Source document:
****
Then on December 11th, 2008, the Bernie Madoff scandal exploded, his Ponzi scheme went up in smoke and with it went $550 million of the New York Mets owners', the Wilpon's, considerable assets. Those losses could be added to this list of financial mishaps:
1. The Carlos Beltran deal for seven years and $119 million
2. The Johan Santana deal for six years and $137.5 million
3. The Oliver Perez deal for three years and $36 million dollars
4. The Luis Castillo contract for four years and $25 million dollars
5. The Francisco Rodriguez deal for three years and $37.5 million
6 The Jason Bay contract for four seasons and $66 million
7. Taking on the sizable contract of Carlos Delgado via trade following the 2005 season
These deals have been coupled with questionable moves involving team chemistry, a lack of a cohesive organizational philosophy throughout their minor league system and a somewhat off disconnect between key components of the organization.
The proverbial "buck" stops with the owners of the Mets: the Wilpons. The Wilpons who have made countless bad hires. The Wilpons who at the very least made the bad decision to link much of their financial well-being to Bernie Madoff.
There are legal actions in place trying to link the Wilpons to the Madoff scandal. The Wilpons, of course, deny any such knowledge, and talked extensively about that and many other Met issues in an interview in The New Yorker last spring.
It starts there, and it's continued throughout the organization. Omar Minaya was hired on the basis of his ability to stock a farm system with talent. After all, that's what he had done while in Montreal stocking the system with talent such as Cliff Lee, Grady Sizemore, Brandon Phillips, Carl Pavano and Jason Bay.
He also traded away all that talent. Minaya made one of the worst trades since the turn of the century when he dealt Cliff Lee, Grady Sizemore, Lee Stevens and Brandon Phillips to the Cleveland Indians for Bartolo Colon.
****
Records from a data collection:
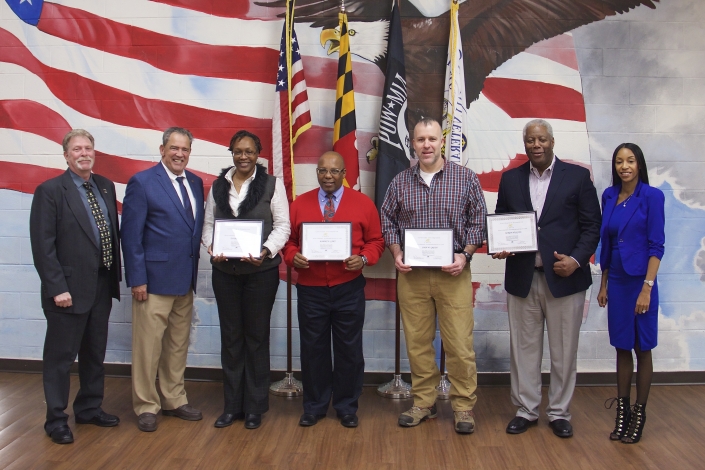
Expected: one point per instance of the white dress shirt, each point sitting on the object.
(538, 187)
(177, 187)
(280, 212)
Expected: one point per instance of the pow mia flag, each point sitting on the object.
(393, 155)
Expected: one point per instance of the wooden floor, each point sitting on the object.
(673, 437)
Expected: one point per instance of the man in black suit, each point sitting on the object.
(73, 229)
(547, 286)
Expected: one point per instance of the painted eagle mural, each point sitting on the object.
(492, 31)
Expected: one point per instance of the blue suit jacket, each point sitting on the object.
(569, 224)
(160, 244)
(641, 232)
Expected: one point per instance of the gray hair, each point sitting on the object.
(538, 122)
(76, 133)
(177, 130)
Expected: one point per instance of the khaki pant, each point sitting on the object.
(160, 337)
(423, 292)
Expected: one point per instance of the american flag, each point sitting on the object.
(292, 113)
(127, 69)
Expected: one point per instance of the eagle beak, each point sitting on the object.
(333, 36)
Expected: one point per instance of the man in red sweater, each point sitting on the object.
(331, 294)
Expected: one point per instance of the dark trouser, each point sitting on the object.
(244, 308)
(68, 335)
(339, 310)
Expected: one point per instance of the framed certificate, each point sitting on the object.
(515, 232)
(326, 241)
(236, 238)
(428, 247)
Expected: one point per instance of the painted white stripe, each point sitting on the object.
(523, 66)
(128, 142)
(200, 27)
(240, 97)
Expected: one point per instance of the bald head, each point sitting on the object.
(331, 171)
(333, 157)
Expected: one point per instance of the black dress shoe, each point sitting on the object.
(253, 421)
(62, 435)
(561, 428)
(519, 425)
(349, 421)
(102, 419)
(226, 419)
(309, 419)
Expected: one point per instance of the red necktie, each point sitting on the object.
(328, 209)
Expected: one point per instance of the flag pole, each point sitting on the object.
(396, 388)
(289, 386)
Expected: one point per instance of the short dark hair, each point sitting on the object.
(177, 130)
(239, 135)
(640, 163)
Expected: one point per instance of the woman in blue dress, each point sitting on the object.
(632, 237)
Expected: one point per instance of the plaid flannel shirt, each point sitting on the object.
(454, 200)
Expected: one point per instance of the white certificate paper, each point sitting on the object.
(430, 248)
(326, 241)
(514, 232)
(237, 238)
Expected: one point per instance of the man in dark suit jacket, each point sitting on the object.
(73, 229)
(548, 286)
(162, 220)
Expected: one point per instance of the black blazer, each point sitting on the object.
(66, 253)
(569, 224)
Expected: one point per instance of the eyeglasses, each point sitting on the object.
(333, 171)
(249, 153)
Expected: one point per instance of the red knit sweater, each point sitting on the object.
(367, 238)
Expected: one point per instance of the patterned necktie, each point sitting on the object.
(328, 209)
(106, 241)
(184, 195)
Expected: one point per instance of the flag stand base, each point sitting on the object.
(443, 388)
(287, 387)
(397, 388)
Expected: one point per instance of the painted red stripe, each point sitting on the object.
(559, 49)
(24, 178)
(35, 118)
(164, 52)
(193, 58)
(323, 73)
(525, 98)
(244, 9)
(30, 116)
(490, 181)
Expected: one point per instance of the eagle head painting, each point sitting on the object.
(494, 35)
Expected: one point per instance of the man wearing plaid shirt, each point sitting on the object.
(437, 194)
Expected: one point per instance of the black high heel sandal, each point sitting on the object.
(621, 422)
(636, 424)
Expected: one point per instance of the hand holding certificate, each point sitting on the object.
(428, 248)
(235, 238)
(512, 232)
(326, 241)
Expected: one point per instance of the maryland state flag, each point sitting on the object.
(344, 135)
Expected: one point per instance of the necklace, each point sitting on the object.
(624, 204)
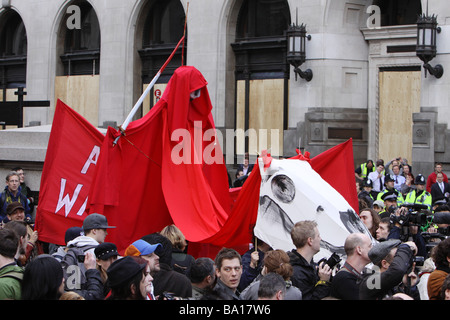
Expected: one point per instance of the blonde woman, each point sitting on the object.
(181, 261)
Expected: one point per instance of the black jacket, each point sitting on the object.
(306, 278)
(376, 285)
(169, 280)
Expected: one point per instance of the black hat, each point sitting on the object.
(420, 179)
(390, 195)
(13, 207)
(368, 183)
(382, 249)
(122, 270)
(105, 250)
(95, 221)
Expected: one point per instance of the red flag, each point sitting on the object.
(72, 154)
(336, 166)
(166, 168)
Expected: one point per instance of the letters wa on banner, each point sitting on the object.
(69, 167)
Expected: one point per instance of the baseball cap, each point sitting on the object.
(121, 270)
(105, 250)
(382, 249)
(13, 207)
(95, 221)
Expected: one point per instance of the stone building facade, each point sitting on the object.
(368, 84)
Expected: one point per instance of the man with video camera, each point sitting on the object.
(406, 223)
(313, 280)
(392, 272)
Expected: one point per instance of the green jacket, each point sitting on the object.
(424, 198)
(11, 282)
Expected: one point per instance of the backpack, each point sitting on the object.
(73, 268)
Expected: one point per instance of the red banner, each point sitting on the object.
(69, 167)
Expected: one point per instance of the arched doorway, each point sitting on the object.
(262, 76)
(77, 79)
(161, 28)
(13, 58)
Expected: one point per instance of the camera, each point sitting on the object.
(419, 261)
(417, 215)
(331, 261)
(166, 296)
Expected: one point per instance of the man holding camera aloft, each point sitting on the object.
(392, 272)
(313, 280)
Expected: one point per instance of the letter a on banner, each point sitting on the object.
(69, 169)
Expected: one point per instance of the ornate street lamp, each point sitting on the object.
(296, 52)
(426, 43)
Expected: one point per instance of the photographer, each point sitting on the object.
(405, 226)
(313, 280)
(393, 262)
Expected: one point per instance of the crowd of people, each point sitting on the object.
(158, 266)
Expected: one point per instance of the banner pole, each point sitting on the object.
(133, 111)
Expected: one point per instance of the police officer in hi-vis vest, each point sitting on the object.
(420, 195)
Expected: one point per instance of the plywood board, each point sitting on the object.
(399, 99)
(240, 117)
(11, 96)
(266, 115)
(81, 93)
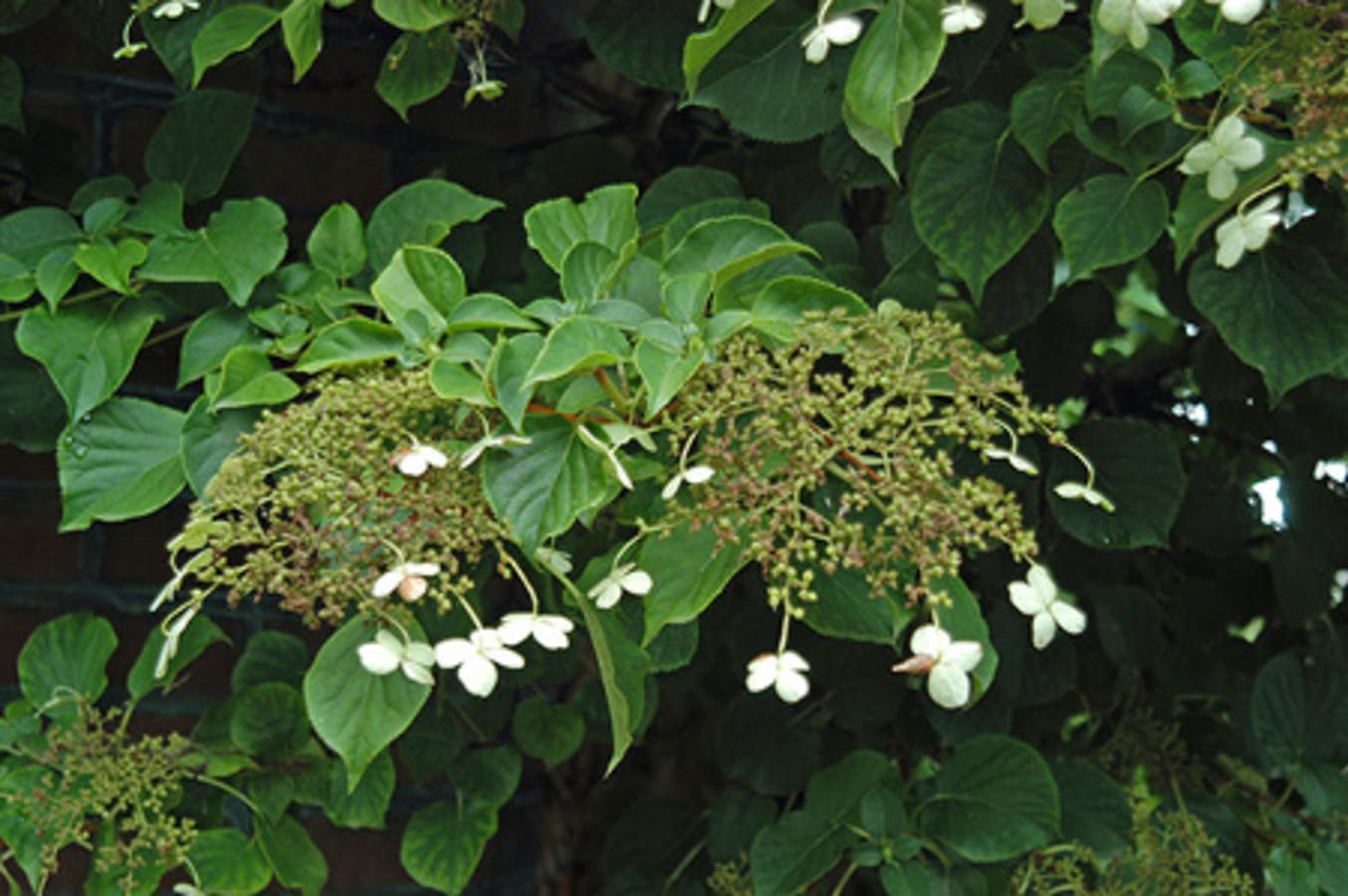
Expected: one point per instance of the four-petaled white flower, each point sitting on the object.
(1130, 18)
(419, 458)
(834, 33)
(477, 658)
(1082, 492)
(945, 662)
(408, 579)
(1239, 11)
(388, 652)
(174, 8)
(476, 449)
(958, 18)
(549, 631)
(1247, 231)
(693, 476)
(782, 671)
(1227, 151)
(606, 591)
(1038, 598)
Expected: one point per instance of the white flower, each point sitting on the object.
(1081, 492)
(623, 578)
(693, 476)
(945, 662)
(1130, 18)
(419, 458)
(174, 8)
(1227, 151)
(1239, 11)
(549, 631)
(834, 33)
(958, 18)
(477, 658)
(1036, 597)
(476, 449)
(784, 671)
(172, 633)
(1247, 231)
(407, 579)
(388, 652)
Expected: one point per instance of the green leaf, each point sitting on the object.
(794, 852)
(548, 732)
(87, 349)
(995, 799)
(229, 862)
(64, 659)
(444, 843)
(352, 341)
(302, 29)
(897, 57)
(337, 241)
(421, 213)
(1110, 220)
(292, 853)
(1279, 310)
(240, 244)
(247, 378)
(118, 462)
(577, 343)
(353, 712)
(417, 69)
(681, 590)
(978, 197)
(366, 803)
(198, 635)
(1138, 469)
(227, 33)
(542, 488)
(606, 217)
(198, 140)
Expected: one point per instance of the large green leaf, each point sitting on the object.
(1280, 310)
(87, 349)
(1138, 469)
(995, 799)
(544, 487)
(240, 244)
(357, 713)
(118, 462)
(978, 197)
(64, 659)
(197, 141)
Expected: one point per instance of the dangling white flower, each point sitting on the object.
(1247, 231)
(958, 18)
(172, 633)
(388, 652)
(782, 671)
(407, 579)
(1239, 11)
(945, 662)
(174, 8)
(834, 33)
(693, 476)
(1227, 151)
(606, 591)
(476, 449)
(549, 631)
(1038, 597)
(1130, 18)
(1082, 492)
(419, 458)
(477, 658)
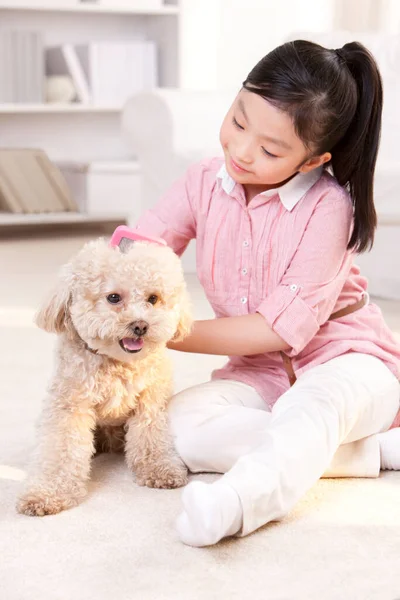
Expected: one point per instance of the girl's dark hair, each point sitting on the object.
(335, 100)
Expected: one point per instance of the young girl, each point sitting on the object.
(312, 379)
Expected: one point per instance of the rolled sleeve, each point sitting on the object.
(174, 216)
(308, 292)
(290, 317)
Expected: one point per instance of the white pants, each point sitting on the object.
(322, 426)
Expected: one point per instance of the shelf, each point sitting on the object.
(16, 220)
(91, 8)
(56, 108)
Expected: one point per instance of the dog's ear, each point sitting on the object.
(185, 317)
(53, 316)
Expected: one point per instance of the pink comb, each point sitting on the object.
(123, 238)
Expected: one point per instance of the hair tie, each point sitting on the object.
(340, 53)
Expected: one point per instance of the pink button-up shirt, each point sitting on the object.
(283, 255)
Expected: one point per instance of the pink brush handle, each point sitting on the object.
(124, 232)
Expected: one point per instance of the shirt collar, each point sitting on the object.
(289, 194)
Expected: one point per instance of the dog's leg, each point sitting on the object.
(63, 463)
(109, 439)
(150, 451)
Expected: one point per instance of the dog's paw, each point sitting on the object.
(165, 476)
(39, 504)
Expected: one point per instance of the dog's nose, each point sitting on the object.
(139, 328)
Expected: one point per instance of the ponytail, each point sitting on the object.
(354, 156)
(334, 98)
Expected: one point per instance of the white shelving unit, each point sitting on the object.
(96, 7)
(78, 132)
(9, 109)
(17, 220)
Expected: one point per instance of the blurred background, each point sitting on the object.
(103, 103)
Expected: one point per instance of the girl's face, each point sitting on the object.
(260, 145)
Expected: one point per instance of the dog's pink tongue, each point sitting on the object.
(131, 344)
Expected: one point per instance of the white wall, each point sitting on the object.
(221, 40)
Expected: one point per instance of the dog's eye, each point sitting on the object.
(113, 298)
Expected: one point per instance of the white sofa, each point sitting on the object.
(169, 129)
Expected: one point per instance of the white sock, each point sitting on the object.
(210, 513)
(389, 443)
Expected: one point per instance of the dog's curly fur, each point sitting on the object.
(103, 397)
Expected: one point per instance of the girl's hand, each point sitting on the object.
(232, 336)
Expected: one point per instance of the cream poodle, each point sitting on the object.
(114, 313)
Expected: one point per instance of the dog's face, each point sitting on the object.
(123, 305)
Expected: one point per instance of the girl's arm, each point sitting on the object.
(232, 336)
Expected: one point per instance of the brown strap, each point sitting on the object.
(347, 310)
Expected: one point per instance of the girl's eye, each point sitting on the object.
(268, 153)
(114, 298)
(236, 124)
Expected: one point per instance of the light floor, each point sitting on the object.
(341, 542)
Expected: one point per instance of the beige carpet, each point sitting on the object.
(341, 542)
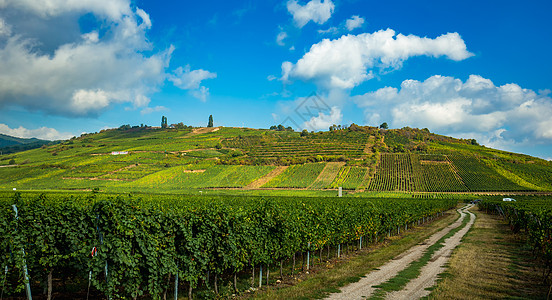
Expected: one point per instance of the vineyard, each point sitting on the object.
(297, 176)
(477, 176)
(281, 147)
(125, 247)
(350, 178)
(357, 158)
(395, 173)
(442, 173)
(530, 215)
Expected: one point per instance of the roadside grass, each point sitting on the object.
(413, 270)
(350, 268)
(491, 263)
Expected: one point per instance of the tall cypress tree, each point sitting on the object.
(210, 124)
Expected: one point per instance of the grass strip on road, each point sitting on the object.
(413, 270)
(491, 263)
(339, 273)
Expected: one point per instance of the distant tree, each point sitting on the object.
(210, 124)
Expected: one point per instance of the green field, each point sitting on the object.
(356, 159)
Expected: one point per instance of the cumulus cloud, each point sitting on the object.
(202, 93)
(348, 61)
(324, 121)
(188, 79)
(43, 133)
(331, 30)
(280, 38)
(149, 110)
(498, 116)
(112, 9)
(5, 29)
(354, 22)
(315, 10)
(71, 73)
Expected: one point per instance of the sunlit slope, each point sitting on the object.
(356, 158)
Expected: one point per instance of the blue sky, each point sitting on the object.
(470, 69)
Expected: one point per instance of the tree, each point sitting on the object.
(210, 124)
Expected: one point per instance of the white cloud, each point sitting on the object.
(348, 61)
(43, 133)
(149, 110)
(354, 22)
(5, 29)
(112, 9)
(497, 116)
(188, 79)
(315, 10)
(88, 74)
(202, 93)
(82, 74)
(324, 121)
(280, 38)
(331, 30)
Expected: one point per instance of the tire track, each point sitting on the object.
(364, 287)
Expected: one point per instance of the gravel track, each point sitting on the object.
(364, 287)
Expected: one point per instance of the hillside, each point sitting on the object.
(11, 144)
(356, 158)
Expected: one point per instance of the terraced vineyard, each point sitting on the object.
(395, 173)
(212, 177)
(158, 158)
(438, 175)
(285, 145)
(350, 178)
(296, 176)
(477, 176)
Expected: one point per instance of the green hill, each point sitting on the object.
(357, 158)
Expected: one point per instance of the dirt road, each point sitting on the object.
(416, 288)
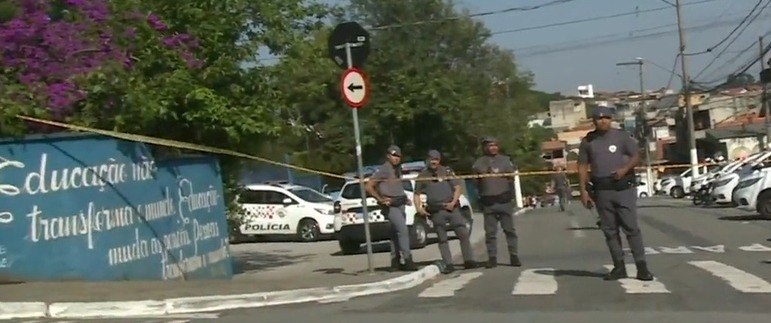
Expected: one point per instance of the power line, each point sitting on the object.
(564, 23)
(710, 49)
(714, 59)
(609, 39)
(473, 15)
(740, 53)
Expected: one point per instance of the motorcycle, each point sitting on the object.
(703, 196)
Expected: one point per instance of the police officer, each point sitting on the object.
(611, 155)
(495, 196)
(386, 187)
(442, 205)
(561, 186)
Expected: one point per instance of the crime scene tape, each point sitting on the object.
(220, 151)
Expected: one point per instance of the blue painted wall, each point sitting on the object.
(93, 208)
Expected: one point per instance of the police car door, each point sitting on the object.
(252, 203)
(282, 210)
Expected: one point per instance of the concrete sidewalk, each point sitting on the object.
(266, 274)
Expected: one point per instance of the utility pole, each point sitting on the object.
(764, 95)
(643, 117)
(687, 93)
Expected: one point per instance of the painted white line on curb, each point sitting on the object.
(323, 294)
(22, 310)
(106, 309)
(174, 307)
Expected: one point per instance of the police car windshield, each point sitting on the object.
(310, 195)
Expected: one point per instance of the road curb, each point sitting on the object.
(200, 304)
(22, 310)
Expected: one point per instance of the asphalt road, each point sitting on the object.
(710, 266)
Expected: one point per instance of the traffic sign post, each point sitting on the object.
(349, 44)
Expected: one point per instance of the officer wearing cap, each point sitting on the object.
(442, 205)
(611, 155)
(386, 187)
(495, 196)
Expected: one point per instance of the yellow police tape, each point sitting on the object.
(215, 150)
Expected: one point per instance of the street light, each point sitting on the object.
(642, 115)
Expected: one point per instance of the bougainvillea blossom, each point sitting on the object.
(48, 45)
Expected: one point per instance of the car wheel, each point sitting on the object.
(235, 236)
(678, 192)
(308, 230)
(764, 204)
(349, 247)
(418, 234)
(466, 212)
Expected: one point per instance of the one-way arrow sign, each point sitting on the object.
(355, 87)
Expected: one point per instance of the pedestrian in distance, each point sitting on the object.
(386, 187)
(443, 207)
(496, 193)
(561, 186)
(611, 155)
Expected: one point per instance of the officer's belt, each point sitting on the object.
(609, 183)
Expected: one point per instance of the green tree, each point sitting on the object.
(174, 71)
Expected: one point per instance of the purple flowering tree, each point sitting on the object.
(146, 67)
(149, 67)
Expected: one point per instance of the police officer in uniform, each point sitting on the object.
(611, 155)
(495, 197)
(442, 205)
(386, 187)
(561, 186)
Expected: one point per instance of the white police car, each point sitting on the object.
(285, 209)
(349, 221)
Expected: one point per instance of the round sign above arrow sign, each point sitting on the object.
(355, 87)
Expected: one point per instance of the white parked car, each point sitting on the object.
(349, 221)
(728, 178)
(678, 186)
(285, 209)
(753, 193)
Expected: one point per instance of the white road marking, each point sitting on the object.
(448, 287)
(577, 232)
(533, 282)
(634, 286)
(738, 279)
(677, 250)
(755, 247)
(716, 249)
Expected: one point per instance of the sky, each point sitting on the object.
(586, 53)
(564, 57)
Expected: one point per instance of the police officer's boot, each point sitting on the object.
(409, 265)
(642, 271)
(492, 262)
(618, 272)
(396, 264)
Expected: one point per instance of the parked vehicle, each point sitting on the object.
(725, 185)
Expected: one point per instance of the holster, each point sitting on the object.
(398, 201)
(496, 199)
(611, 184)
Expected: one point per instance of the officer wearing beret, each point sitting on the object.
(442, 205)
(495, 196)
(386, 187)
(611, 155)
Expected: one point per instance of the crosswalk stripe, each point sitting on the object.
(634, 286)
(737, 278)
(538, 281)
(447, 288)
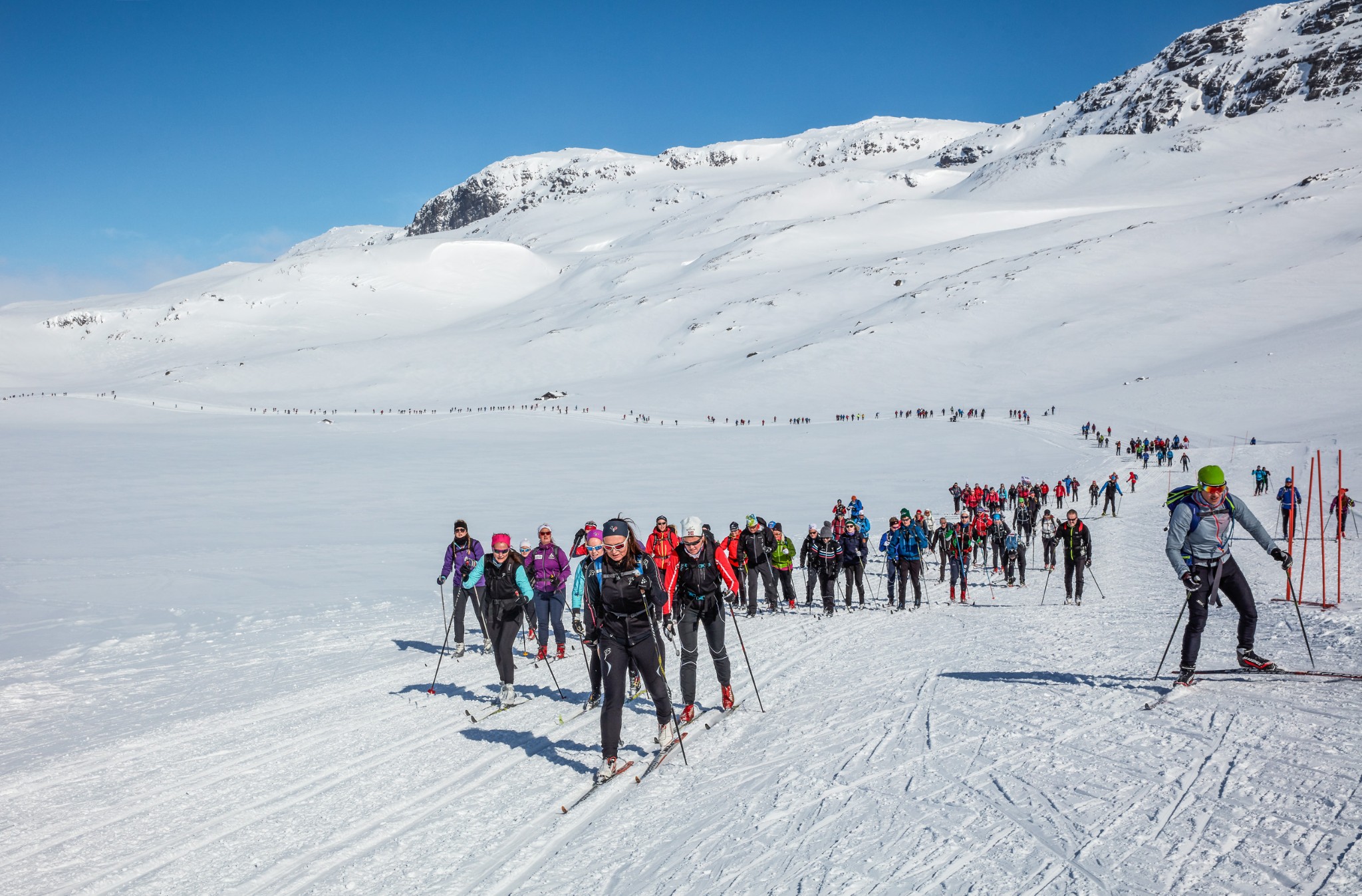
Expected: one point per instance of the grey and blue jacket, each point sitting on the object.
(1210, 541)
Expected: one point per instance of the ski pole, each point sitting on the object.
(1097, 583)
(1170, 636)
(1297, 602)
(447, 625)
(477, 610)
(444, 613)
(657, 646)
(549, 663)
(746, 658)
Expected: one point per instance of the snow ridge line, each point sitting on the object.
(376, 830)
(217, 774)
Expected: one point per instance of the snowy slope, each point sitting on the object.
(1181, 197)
****
Explore the material:
1/ According to the passage about the Mets, how much of the Wilpons' assets was lost when the Bernie Madoff scandal exploded?
2/ Decide whether each statement agrees with the passage about the Mets. Answer yes or no, and quote the text's deciding words exactly. (a) The Johan Santana deal ran six years and $137.5 million. (b) The Wilpons have admitted knowing about the Madoff scheme. (c) Omar Minaya sent Cliff Lee to the Cleveland Indians in a trade for Bartolo Colon.
3/ Duplicate the passage about the Mets word for word, from "It starts there, and" to "and Jason Bay.".

Responses by task:
1/ $550 million

2/
(a) Yes: "The Johan Santana deal for six years and $137.5 million"
(b) No: "The Wilpons, of course, deny any such knowledge"
(c) Yes: "he dealt Cliff Lee, Grady Sizemore, Lee Stevens and Brandon Phillips to the Cleveland Indians for Bartolo Colon"

3/
It starts there, and it's continued throughout the organization. Omar Minaya was hired on the basis of his ability to stock a farm system with talent. After all, that's what he had done while in Montreal stocking the system with talent such as Cliff Lee, Grady Sizemore, Brandon Phillips, Carl Pavano and Jason Bay.